Saved entries:

—————

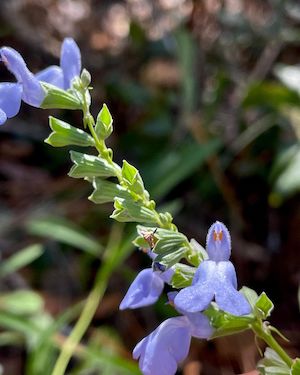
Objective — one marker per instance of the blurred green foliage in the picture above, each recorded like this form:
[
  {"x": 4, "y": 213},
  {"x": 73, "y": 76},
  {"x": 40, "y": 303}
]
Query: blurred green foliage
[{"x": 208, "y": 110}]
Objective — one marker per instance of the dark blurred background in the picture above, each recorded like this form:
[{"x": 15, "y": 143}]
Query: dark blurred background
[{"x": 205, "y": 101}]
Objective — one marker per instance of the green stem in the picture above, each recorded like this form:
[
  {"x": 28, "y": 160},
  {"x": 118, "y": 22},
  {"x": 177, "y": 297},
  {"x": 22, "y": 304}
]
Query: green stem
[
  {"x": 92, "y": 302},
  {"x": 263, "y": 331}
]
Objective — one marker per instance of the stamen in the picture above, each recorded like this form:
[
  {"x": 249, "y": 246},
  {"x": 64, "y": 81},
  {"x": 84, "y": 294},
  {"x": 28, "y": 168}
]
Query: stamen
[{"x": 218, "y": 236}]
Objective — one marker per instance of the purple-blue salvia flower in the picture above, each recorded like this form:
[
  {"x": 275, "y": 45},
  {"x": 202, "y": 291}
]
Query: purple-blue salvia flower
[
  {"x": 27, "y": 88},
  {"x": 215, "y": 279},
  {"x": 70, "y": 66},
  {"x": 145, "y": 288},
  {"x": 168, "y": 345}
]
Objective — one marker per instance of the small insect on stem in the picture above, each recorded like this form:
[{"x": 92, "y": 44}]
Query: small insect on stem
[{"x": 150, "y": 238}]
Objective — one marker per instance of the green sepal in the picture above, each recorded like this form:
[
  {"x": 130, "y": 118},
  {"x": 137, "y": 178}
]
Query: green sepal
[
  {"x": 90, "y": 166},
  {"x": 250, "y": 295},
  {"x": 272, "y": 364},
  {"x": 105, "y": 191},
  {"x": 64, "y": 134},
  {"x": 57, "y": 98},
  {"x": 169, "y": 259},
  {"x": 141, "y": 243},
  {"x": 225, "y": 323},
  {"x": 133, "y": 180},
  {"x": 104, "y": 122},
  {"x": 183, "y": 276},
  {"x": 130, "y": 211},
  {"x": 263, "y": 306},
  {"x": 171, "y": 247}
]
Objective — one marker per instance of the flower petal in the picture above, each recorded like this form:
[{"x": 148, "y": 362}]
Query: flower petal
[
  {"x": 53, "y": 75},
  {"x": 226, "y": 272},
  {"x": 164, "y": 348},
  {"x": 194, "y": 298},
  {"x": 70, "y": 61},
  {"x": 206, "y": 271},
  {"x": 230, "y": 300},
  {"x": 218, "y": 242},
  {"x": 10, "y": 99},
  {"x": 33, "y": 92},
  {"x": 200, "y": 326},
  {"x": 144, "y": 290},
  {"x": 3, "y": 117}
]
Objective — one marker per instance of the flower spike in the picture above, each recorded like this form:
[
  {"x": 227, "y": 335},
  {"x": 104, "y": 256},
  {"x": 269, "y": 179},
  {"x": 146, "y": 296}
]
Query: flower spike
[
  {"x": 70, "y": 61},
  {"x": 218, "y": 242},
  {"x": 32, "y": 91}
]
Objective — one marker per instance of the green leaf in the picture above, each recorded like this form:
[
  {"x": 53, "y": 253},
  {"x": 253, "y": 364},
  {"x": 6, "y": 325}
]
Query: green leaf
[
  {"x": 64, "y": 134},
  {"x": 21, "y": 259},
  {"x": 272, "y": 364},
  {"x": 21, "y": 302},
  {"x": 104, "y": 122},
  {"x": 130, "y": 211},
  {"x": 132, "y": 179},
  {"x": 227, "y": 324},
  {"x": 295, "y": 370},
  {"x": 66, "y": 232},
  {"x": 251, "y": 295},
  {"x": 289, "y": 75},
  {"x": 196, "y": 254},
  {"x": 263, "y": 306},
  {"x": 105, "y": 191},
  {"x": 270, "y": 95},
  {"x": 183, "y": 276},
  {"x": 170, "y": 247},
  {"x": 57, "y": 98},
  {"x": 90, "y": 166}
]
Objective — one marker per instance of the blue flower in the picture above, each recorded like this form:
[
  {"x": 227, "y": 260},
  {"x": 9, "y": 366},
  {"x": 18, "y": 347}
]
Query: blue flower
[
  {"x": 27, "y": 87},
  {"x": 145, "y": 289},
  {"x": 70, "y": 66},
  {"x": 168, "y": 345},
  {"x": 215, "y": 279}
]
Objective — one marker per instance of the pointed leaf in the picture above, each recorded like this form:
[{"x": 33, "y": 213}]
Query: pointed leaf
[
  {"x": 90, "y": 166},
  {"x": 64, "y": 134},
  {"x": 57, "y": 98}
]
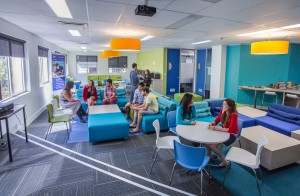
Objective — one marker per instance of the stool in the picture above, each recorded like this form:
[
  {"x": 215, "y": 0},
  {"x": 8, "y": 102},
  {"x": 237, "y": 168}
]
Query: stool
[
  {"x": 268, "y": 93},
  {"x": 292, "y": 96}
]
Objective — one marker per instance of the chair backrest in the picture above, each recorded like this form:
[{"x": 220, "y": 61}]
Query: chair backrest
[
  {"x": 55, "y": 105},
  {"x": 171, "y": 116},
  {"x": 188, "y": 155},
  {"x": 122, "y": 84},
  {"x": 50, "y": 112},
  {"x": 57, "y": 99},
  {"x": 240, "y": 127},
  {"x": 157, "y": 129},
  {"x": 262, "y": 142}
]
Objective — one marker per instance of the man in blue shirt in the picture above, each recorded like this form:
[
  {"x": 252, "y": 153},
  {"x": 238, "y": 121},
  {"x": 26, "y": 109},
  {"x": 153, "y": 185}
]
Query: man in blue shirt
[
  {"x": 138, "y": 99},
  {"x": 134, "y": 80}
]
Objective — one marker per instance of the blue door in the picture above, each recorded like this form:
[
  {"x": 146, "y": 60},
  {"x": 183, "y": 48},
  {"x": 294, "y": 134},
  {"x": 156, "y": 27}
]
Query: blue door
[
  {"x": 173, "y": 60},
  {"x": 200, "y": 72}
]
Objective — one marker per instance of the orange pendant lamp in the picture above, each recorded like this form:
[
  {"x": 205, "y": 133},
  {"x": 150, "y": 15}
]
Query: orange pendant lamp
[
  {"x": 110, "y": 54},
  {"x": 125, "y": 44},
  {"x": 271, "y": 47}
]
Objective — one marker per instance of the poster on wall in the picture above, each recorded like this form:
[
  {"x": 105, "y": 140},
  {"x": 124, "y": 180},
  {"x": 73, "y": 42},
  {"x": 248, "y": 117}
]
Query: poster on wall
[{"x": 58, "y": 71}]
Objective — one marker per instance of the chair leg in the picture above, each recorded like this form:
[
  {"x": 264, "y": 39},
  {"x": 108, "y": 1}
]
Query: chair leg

—————

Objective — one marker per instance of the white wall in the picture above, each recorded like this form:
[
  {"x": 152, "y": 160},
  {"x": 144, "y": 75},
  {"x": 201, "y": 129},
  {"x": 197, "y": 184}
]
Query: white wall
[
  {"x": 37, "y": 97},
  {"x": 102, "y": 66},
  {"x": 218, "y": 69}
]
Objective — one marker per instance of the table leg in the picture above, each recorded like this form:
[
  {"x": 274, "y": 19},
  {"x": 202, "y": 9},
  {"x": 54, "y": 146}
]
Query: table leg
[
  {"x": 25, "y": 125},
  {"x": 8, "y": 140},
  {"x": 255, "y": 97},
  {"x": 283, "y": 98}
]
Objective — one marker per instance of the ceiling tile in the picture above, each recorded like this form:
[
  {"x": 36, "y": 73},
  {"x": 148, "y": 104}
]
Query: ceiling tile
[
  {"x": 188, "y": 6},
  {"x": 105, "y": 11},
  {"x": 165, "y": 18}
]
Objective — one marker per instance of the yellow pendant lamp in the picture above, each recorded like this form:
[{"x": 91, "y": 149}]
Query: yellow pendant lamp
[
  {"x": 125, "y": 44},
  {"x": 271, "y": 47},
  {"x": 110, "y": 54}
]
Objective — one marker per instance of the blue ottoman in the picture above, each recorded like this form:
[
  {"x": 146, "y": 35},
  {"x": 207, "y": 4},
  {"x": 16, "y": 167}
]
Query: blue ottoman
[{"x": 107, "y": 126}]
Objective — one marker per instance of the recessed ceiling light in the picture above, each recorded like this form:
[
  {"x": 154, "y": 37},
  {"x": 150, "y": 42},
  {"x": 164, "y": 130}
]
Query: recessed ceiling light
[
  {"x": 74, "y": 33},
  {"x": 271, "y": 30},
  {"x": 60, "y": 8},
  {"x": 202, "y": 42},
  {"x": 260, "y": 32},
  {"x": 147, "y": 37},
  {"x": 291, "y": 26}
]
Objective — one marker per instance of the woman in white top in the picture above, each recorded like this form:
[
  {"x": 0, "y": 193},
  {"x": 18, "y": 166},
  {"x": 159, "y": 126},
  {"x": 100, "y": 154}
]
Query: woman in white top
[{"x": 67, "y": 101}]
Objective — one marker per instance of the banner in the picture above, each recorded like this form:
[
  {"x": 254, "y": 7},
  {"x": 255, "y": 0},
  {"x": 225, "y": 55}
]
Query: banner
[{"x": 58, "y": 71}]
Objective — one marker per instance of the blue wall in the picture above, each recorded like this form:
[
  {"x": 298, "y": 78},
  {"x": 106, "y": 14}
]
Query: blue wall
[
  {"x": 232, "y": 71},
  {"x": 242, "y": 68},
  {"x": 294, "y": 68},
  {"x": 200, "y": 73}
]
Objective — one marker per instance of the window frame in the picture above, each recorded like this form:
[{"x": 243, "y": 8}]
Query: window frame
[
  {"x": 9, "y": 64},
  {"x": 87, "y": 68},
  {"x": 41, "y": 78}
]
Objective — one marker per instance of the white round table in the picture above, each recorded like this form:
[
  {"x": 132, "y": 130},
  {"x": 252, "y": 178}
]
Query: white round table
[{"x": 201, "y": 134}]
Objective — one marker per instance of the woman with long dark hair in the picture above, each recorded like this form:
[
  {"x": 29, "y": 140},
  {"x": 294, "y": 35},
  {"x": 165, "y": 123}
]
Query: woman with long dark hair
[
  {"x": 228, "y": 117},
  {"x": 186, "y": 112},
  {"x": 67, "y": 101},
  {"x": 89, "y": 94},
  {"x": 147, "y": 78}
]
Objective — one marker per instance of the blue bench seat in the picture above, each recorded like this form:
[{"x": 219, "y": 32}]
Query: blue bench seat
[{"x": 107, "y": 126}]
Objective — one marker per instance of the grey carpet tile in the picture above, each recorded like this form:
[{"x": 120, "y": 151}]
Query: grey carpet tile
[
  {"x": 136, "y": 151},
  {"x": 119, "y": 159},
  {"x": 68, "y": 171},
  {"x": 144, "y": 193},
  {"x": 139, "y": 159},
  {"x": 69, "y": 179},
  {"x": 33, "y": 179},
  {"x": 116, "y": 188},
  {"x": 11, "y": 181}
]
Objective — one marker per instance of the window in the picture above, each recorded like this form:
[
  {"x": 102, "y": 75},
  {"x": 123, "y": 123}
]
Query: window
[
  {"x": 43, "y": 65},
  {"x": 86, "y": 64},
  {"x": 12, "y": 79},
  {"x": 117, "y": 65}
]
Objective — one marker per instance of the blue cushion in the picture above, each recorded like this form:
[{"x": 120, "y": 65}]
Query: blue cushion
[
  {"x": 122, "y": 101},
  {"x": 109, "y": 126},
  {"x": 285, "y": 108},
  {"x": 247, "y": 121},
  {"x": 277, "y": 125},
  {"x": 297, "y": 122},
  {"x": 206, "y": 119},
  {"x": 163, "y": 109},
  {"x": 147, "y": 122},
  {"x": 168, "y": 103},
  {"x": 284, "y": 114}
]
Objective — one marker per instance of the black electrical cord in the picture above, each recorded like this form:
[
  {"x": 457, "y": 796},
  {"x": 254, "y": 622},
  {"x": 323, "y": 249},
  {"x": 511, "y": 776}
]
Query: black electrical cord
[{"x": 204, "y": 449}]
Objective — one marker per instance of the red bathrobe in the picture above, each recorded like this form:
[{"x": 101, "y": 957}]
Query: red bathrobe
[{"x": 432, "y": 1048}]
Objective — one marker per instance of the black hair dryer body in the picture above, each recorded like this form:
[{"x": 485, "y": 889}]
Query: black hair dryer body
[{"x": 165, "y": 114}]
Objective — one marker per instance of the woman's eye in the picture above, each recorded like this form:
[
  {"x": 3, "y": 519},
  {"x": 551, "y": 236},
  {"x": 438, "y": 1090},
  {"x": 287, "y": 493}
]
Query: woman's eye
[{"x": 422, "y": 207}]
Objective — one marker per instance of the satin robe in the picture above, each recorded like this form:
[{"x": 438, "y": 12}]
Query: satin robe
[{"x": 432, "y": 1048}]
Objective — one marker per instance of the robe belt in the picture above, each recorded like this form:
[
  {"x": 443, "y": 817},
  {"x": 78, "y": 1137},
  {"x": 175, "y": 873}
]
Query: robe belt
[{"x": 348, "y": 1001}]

—————

ABOUT THIS EXERCISE:
From the records above, extract exactly and only the lines that begin at the line with "Query: orange pendant lamp" and stop after the line with "Query: chair leg".

EXERCISE SOLUTION:
Query: orange pendant lamp
[
  {"x": 110, "y": 54},
  {"x": 125, "y": 44},
  {"x": 271, "y": 47}
]
Objective — one marker per instance of the poster on wall in the picture above, each recorded like this form:
[
  {"x": 105, "y": 140},
  {"x": 124, "y": 180},
  {"x": 73, "y": 42},
  {"x": 248, "y": 117}
]
Query: poster on wall
[{"x": 58, "y": 71}]
Objective — one marker per instance of the chair leg in the picture above, each recorded like this form:
[
  {"x": 264, "y": 39},
  {"x": 108, "y": 1}
]
Query: chair leg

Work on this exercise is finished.